[GIVEN INSTRUCTION]
Please reproduce, without any changes, the part of the material that opens with the line containing "[indicate] tree shadow" and closes with the last line of the material.

--

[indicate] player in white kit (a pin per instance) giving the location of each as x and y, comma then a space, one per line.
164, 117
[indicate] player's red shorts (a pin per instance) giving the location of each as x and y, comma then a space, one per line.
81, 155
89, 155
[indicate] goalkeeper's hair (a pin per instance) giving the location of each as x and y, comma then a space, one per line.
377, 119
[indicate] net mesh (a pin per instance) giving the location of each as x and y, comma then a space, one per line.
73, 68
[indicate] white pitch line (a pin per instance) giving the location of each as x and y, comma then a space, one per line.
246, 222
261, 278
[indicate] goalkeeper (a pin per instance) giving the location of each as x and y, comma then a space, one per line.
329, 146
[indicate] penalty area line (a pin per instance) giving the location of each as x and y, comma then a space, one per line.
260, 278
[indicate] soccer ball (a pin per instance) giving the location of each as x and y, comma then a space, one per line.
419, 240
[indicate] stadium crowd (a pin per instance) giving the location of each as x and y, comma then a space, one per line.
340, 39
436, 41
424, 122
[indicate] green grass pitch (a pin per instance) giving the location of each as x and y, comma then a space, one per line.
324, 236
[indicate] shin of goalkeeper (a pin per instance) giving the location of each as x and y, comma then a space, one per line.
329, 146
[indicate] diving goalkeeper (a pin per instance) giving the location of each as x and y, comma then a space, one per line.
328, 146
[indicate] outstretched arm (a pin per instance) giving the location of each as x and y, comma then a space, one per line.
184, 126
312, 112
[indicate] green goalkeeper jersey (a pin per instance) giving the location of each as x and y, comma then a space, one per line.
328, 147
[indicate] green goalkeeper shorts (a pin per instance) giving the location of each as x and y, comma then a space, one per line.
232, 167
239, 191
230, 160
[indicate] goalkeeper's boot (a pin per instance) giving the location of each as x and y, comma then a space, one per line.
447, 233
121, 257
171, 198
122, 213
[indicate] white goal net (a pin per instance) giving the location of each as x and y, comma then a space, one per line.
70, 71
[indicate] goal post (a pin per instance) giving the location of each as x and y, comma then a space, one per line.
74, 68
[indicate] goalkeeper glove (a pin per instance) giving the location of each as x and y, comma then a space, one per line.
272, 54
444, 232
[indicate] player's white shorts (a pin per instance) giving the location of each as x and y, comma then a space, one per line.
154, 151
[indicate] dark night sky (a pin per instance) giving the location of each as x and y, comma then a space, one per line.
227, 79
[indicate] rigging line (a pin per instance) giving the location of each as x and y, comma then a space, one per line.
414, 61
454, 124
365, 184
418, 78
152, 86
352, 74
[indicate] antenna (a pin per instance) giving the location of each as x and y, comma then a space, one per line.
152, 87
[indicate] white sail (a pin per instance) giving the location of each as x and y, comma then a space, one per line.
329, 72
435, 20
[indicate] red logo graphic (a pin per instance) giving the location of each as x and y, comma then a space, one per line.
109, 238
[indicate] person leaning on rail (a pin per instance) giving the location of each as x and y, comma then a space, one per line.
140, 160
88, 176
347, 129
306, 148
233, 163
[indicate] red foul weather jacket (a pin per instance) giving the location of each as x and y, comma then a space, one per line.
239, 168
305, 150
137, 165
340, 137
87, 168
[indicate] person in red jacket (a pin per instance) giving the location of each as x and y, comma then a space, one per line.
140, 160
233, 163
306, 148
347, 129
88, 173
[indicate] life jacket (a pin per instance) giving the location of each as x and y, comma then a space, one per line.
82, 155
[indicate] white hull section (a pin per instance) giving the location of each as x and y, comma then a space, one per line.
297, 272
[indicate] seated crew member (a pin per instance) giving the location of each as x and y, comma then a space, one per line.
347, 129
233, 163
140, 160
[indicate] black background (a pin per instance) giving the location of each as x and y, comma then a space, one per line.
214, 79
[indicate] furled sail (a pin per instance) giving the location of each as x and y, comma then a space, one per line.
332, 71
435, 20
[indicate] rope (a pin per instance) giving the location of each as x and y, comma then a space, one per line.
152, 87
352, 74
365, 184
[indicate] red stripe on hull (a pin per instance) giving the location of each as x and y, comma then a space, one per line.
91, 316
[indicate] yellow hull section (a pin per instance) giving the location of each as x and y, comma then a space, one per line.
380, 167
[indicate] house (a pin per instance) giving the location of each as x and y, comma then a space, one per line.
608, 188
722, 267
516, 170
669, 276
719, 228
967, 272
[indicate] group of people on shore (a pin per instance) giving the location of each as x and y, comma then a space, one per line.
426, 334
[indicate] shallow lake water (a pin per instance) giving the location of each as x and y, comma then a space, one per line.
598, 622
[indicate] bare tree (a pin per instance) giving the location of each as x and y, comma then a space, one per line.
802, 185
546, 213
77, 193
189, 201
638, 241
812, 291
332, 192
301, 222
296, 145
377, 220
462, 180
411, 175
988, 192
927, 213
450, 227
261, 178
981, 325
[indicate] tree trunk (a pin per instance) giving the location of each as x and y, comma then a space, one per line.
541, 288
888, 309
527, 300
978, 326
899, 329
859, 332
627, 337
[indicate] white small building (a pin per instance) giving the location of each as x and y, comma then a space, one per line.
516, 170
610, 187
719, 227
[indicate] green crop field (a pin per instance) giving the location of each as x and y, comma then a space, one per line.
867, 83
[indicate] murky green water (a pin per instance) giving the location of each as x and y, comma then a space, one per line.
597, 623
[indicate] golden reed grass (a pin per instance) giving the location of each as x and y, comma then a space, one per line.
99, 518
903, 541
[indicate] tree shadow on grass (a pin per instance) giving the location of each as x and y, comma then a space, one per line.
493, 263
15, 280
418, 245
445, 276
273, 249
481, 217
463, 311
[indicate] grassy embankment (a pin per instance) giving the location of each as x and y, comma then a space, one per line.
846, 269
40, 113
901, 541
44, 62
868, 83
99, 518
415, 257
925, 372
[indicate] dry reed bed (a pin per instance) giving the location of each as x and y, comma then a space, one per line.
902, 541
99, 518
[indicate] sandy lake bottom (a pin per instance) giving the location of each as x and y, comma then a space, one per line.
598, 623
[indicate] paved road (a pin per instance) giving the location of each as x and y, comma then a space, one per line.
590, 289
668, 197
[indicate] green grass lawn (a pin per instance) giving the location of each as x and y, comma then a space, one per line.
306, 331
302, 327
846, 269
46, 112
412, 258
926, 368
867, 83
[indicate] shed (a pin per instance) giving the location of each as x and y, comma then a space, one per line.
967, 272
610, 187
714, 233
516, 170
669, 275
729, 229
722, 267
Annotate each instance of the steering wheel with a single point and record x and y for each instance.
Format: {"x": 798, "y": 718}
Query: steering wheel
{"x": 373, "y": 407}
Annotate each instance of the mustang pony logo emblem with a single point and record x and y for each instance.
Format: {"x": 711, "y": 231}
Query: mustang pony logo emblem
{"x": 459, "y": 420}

--

[RESULT]
[indicate] tree shadow on grass (a pin per instance) giving the location of each as x and y, comma then a space, one per line.
493, 263
15, 280
418, 245
445, 276
273, 249
481, 217
463, 311
[indicate] grassy embankment (a pin per instance) giving the location of each as x and y, comma then a space, one per line.
846, 269
40, 113
901, 541
44, 62
868, 83
99, 518
415, 257
925, 372
[indicate] dry reed bed (a pin per instance) giving the location of each as x and y, comma then a space, one per line.
902, 541
99, 518
[indicate] sandy lake bottom (a pin per instance) giving the location of each as x and y, comma then a space, one per line.
598, 623
[indicate] paved road (a pin per instance) giving the location of each as x and y, comma then a space, one per line.
590, 289
668, 197
[indicate] green grass lawn (a pin per instance) giving the location of each as x and y, comma then a space, one per line.
306, 331
302, 327
846, 269
46, 112
412, 258
926, 368
867, 83
[indicate] shed (a pin per instance) giving the location of each as x and y, comma then a space, one per line.
967, 272
610, 187
714, 233
516, 170
669, 275
729, 229
722, 267
Annotate each instance of the steering wheel with a single point and record x and y for each instance.
Format: {"x": 798, "y": 718}
Query: steering wheel
{"x": 373, "y": 407}
Annotate each instance of the mustang pony logo emblem with a single point and record x and y for each instance.
Format: {"x": 711, "y": 231}
Query: mustang pony logo emblem
{"x": 459, "y": 420}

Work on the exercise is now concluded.